--- BEGIN DATA ROWS ---

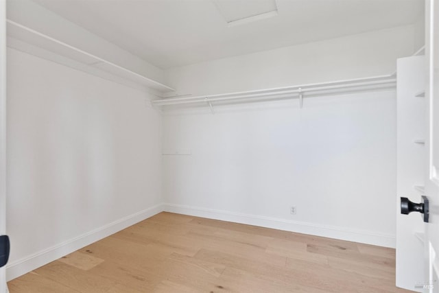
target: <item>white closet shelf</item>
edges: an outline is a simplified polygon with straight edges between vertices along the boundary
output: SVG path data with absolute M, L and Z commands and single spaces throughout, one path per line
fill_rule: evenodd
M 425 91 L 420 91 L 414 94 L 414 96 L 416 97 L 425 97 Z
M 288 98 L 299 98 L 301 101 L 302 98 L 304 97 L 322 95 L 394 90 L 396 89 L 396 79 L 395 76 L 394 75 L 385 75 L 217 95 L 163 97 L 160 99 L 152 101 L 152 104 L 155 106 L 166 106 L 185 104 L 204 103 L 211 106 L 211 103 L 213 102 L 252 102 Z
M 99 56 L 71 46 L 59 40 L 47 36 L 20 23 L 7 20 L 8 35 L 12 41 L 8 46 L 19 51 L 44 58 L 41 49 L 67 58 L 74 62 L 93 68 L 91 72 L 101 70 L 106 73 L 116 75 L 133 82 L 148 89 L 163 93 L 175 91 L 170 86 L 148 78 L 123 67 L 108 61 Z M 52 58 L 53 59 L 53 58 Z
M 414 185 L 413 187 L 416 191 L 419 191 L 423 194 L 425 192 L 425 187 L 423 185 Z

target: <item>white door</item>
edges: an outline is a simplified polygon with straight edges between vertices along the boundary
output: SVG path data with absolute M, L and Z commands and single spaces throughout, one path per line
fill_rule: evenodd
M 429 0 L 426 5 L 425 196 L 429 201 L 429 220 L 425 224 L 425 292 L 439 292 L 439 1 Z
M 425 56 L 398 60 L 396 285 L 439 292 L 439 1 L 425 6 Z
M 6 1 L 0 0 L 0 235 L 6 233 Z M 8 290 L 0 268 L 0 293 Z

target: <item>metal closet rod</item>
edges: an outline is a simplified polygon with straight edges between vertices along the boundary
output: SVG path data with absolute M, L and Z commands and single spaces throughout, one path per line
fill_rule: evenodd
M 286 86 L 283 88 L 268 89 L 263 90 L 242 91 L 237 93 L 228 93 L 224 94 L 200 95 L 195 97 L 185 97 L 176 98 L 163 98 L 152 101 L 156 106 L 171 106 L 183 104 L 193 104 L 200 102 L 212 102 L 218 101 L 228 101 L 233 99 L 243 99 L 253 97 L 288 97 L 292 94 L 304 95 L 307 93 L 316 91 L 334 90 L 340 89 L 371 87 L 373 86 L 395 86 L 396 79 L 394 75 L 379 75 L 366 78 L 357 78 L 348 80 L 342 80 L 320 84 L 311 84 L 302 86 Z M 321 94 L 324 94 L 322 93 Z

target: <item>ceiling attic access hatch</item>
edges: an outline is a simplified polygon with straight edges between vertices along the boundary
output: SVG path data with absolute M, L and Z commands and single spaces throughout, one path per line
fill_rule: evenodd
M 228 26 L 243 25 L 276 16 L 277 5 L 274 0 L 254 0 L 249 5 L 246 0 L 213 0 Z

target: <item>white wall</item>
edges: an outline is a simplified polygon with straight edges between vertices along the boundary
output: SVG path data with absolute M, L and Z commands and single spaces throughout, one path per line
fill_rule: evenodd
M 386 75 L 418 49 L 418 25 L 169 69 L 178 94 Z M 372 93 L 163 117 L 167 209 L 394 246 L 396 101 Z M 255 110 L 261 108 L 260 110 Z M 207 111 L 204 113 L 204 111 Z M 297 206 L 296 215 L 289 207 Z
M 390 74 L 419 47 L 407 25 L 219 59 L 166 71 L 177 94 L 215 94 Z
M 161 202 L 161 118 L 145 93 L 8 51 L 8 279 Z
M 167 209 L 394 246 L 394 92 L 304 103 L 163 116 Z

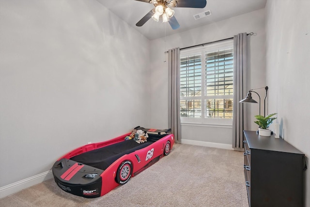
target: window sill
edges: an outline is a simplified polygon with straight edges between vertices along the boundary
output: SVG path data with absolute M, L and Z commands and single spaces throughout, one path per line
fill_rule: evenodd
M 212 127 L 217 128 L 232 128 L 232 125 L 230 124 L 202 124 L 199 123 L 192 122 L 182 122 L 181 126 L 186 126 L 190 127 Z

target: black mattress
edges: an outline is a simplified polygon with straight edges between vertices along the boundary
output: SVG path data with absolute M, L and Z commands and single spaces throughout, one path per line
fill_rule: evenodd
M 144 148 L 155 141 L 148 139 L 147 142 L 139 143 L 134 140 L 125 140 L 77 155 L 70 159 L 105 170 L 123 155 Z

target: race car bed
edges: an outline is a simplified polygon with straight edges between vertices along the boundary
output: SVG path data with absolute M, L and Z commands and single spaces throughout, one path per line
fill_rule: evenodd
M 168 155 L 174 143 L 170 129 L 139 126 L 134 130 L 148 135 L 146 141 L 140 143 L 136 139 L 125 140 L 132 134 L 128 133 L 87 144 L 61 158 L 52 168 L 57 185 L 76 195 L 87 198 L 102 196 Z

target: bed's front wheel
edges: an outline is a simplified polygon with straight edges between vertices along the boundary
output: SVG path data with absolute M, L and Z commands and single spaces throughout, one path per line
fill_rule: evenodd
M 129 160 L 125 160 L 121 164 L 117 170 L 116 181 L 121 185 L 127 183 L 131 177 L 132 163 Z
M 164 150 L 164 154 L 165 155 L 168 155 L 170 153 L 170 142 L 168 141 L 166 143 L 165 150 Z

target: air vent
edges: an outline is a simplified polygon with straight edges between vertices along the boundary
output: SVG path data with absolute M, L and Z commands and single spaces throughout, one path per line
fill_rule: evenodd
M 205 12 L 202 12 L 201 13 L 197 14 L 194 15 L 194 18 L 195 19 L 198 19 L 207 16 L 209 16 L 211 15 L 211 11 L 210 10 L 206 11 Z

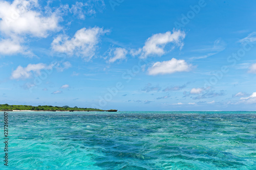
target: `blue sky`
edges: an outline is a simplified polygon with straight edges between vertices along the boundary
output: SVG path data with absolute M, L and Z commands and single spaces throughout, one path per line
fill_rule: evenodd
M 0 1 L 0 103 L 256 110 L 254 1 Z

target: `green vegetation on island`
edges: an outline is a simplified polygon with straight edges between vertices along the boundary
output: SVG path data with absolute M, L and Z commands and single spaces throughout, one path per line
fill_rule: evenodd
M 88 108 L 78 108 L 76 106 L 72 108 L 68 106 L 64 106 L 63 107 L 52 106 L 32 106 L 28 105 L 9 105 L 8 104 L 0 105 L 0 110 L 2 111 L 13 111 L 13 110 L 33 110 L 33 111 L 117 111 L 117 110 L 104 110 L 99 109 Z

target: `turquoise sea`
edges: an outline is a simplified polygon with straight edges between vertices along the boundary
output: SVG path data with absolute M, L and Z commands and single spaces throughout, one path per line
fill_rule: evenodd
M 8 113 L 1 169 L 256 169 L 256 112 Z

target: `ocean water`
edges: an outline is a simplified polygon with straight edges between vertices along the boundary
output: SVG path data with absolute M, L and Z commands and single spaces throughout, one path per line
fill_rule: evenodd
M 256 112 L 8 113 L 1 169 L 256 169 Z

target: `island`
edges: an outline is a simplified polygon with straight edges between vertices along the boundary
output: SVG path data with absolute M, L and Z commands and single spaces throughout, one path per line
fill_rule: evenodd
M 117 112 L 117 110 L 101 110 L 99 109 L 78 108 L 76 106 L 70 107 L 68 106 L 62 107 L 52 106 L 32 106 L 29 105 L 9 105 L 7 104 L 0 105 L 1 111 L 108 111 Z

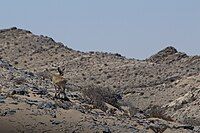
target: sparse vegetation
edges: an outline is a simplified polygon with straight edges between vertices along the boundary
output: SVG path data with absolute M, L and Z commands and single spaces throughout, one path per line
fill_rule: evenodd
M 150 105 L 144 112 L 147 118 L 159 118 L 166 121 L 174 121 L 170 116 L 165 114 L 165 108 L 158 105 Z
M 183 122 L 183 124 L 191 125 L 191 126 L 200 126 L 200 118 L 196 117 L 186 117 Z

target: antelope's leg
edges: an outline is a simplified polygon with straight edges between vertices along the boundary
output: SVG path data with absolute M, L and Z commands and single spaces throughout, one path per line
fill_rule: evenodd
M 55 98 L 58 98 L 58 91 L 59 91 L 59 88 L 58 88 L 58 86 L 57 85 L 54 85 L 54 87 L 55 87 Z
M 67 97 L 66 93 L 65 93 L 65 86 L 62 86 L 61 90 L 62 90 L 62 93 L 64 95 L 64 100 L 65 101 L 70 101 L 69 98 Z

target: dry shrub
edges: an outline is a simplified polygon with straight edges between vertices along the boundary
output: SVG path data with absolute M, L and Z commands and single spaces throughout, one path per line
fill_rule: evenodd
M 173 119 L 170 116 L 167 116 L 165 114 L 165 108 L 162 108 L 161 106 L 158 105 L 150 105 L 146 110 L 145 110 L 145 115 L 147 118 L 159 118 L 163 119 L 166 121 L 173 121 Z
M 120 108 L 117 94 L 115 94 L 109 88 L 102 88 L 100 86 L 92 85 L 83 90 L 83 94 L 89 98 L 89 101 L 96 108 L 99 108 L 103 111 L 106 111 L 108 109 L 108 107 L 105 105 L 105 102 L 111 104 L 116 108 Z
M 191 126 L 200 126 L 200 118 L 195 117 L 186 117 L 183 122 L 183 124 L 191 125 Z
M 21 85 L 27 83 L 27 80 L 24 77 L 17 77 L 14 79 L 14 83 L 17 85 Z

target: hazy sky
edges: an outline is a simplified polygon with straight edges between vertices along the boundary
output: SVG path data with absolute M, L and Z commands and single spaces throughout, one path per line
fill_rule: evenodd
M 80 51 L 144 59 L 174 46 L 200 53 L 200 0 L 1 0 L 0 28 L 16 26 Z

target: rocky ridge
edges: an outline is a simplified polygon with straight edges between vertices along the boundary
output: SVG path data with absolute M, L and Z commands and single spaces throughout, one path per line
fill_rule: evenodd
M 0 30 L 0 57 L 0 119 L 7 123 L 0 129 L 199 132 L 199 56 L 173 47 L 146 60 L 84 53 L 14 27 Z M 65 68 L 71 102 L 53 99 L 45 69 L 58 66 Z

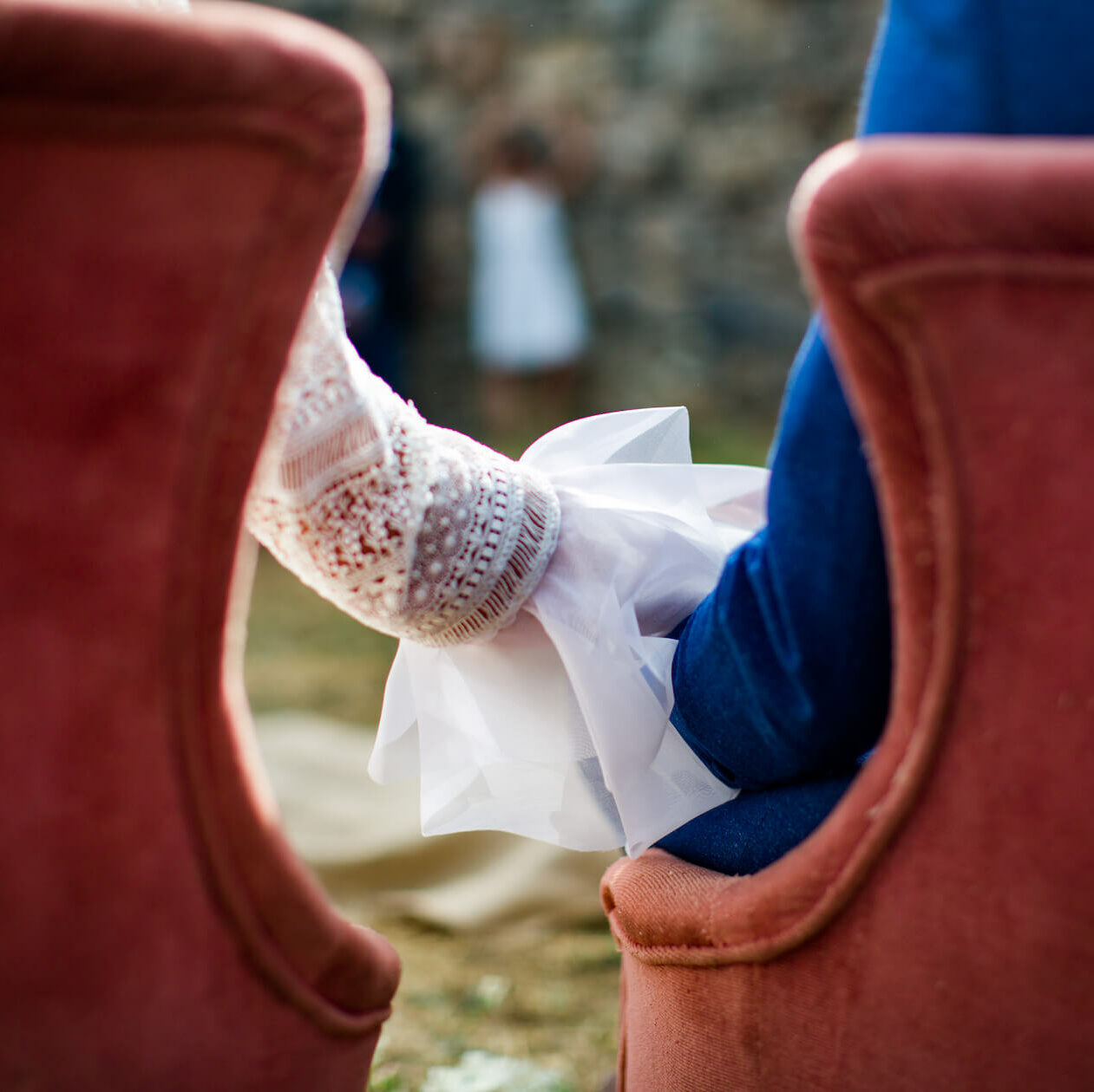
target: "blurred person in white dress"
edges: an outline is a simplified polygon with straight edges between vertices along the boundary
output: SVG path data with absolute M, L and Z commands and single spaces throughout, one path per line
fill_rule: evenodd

--- END DATA ROWS ---

Recast the lines of the listing from the line containing "target: <item>metal closet rod</item>" through the line containing "M 167 209 L", both included, as a numbered list, leaving out any blank lines.

1. target: <item>metal closet rod</item>
2. edges: an outline is a simplified polygon with straight edges between vertices along the boundary
3. output: SVG path data with absolute M, L and Z commands and single spaces throughout, one path per line
4. fill_rule: evenodd
5. M 286 86 L 283 88 L 268 89 L 263 90 L 242 91 L 237 93 L 228 93 L 224 94 L 200 95 L 195 97 L 185 97 L 176 98 L 163 98 L 152 101 L 156 106 L 171 106 L 183 104 L 193 104 L 200 102 L 212 102 L 218 101 L 228 101 L 233 99 L 243 99 L 253 97 L 288 97 L 292 94 L 304 95 L 307 93 L 316 91 L 334 90 L 340 89 L 371 87 L 373 86 L 395 86 L 396 79 L 394 75 L 379 75 L 366 78 L 357 78 L 348 80 L 342 80 L 320 84 L 311 84 L 302 86 Z M 321 94 L 324 94 L 322 93 Z
6. target: <item>ceiling attic access hatch</item>
7. edges: an outline is a simplified polygon with straight edges between vertices along the boundary
8. output: SVG path data with absolute M, L and Z commands and single spaces throughout, one path per line
9. fill_rule: evenodd
10. M 228 26 L 243 25 L 276 16 L 277 5 L 274 0 L 254 0 L 249 5 L 246 0 L 213 0 Z
11. target: <item>white wall</item>
12. edges: an outline is a simplified polygon with straight edges between vertices along the boundary
13. output: SVG path data with absolute M, L and Z commands and single spaces throughout, one path per line
14. fill_rule: evenodd
15. M 386 75 L 418 49 L 418 25 L 169 69 L 178 94 Z M 372 93 L 163 117 L 167 209 L 394 246 L 396 101 Z M 255 110 L 261 108 L 260 110 Z M 207 111 L 204 113 L 204 111 Z M 297 206 L 296 215 L 289 207 Z
16. M 390 74 L 419 47 L 407 25 L 219 59 L 166 71 L 177 94 L 215 94 Z
17. M 161 202 L 161 118 L 145 93 L 8 51 L 8 279 Z
18. M 167 209 L 394 246 L 394 92 L 304 103 L 163 116 Z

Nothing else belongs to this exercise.